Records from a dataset
________

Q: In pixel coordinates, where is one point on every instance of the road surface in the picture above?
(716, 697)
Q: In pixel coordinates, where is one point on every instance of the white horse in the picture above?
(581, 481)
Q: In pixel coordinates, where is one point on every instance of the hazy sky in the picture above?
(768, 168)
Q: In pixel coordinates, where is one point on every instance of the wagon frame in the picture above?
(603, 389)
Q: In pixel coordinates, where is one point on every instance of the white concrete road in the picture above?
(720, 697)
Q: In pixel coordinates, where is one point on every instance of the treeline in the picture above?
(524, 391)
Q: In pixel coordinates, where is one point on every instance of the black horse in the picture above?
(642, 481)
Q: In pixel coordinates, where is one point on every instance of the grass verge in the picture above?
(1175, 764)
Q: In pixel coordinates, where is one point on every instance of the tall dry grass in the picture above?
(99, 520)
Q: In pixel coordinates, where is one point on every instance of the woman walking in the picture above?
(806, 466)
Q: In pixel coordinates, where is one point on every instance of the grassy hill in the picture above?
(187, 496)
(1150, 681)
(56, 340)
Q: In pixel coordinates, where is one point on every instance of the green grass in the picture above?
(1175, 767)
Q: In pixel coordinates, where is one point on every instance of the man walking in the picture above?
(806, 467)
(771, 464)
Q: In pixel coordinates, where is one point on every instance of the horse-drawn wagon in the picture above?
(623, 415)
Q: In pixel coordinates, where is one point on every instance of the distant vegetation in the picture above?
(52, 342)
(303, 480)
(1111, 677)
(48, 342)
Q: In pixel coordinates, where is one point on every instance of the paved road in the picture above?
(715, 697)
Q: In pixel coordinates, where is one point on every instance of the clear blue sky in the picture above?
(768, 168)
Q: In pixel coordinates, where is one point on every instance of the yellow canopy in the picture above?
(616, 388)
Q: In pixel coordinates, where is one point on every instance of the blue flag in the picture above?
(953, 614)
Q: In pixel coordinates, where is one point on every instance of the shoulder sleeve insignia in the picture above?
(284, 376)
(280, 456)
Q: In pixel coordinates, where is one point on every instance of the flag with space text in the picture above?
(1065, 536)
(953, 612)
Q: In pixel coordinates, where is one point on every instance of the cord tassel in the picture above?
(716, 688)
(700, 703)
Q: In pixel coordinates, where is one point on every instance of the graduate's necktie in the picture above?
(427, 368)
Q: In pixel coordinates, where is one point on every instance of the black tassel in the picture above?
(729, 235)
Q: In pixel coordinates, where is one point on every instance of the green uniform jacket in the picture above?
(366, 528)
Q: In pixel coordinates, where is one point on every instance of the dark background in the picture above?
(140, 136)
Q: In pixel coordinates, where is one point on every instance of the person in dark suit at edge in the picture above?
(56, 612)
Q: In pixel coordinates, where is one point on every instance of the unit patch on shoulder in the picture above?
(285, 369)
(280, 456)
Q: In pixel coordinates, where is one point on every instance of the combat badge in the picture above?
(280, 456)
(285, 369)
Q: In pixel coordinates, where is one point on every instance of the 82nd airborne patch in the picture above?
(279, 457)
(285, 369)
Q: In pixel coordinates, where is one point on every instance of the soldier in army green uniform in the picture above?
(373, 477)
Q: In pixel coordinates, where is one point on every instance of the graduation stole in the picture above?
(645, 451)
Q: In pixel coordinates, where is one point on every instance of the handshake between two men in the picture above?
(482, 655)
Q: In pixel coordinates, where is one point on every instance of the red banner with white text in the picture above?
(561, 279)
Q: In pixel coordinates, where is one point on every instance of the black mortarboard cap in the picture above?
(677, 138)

________

In full and without alteration, retype the entries above.

Answer to this task:
Q: In pixel coordinates, where is one point on every instance of the road surface in the picture above?
(716, 697)
Q: In pixel coordinates, where is one point on every instance of the white horse in the picture above?
(581, 481)
Q: In pixel coordinates, where is one point on every instance of the hazy sky in the picture above?
(768, 168)
Q: In pixel coordinates, where is one point on every instance of the wagon frame in the picture above?
(603, 389)
Q: In pixel coordinates, where is one point on every instance of the white concrete road in the picture above?
(720, 697)
Q: In pixel coordinates, where is one point on every instance of the treeline in the picture above?
(524, 391)
Q: In pixel coordinates, where is one point on every instance of the black horse in the picture above?
(642, 481)
Q: In pixel coordinates, where is one point on every instance of the grass verge in the picture above?
(1175, 764)
Q: In pixel coordinates, where is one point on every instance of the tall dry grass in the picture above?
(99, 520)
Q: In pixel coordinates, where is one point on every instance of the woman walking in the picture above?
(806, 466)
Q: In pixel coordinates, where is one point on every instance of the grassy hill in the picture above?
(187, 496)
(1150, 681)
(56, 340)
Q: In pixel coordinates, where is one point on every instance of the green grass in the picture above?
(1175, 767)
Q: In pixel coordinates, where is one point on every instance of the man walking in the picture above?
(806, 467)
(771, 464)
Q: In pixel coordinates, where is one point on every instance of the horse-drawn wagon in the picture above?
(623, 415)
Q: In pixel coordinates, where is one point on every instance of the distant vegetation in the picture above?
(52, 342)
(303, 480)
(1111, 677)
(48, 342)
Q: In pixel coordinates, where is one point on every instance of the paved road in the picture above?
(715, 697)
Q: In pixel coordinates, where is one point on every instance of the clear blue sky in the picture above?
(768, 168)
Q: In pixel coordinates, where is one point on every instance of the yellow canopy in the picture above?
(616, 388)
Q: In pixel coordinates, where is one point on every instance of the blue flag in the picture above?
(953, 614)
Q: In pixel coordinates, where is one point on every instance of the shoulder sleeve insignia in the picture above?
(284, 376)
(280, 456)
Q: In pixel coordinates, where is one point on every instance of the flag with space text in the picture above?
(1065, 536)
(953, 612)
Q: In pixel coordinates, where is one point on every instance of the cord tassel in the picture above?
(716, 688)
(700, 703)
Q: In pixel coordinates, where is one point on every instance of the graduate's necktie in the picture above?
(427, 368)
Q: In pixel coordinates, where is one point on every instance of the black tassel in the picture above?
(729, 235)
Q: In pixel coordinates, where is one point on every instance of the green uniform jacket in the picture above?
(366, 528)
Q: In pixel coordinates, where is one point on every instance of the dark background in the picture above?
(140, 136)
Q: In pixel coordinates, where is one point on every instance of the person in dark suit at edge in the picture above?
(56, 612)
Q: In pixel coordinates, where is one point on every instance of the unit patch on shoulder in the picture above?
(285, 369)
(280, 456)
Q: In pixel coordinates, where is one point on every instance of the combat badge in the picture above?
(280, 456)
(285, 369)
Q: In pixel coordinates, where is one point on every instance of the 82nd airborne patch in the picture above?
(279, 457)
(285, 369)
Q: In pixel coordinates, where is one point on every instance of the soldier in army green uniform in the picture above?
(373, 477)
Q: In pixel coordinates, where is one point on every instance of the graduation stole in the picture above?
(645, 451)
Q: In pixel coordinates, where is one point on every instance of the handshake between two men in the picture above?
(482, 655)
Q: In pixel coordinates, where is one point on every instance of the red banner with white text in the picture above?
(561, 279)
Q: In pixel coordinates, where is one point on every instance of the black mortarboard cap in the picture above?
(677, 138)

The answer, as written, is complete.